(Условие задачи a)
Верни из записей каждую строку, в которой есть строка «query». Регистр букв учитывается.

::: Отрывок статьи

Общество и люди

Их там нет: почему осужденные в Украине российские боевики оказались не нужны даже своим семьям

9:56 — 9 сентября 2018 eye 2179

В программе «Вікна-новини» (СТБ) состоялась премьера спецпроекта корреспондентки канала Алены Луньковой «Іхтамнєти». Пять документальных историй рассказывают о российских боевиках, которых Украина готова обменять на своих граждан, удерживаемых в плену в Российской Федерации. В рамках цикла впервые обнародованы истории четырех заключенных, согласившихся на откровенные интервью с украинской журналисткой.

— Это история о тех, из-за кого на востоке каждый день гибнут люди, — сказала автор проекта Алена Лунькова. — Такое осознание делало интервью с ними сверхсложным. Но мы решились рассказать о них, чтобы дать слово тем, кому его не дают даже в родной стране.

Известно, что сейчас в Украине содержатся несколько десятков осужденных за терроризм граждан России, которых наша страна готова обменять на украинских политзаключенных. Спецпроект «Іхтамнєти» рассказывает истории четырех боевиков из Москвы, Архангельска, Северодвинска и Нижневартовска, проехавших тысячи километров, чтобы взять в руки оружие в чужой стране. В России о них нет ни одного упоминания. О том, что они находятся в Украине, не подозревали даже многие из их родни.

Алена Лунькова вместе со съемочной группой провела неделю в России, побывав в городах, где остались семьи героев ее проекта. Она прошлась по Красной площади и поговорила с простыми россиянами, многие из которых до сих пор находятся под влиянием антиукраинской пропаганды.

::::::
::: Записи

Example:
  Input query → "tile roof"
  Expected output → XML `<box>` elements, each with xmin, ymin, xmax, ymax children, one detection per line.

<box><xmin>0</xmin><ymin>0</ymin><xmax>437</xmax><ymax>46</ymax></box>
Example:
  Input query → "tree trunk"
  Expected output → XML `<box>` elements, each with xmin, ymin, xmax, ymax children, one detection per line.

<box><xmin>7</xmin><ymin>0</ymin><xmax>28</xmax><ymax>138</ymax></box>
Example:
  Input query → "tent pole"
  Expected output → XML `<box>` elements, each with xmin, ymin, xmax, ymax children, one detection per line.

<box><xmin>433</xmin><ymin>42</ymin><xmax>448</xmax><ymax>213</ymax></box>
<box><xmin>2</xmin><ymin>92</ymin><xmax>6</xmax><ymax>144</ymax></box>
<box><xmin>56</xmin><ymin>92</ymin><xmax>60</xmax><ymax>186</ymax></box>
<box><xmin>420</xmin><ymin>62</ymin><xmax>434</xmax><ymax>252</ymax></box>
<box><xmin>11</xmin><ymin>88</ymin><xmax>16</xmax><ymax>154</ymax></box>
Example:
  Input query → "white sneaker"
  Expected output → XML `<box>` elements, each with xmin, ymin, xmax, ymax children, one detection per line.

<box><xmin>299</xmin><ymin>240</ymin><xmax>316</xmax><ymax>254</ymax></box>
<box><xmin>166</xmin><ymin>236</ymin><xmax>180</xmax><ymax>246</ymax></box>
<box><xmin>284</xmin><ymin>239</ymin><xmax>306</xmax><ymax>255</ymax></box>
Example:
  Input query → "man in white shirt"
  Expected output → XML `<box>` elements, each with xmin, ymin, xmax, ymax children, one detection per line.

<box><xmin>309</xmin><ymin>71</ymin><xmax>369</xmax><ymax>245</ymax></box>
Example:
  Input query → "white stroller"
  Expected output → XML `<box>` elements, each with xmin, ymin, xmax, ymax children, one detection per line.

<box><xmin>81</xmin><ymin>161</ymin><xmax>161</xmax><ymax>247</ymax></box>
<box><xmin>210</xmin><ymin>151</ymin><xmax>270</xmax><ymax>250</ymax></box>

::::::

(Условие задачи b)
Назови все города, из которых, по словам статьи о спецпроекте «Іхтамнєти», приехали четыре боевика.

(Письменный ответ a)
  Input query → "tile roof"
  Input query → "tree trunk"
  Input query → "tent pole"
  Input query → "white sneaker"
  Input query → "man in white shirt"
  Input query → "white stroller"

(Письменный ответ b)
Москва, Архангельск, Северодвинск, Нижневартовск.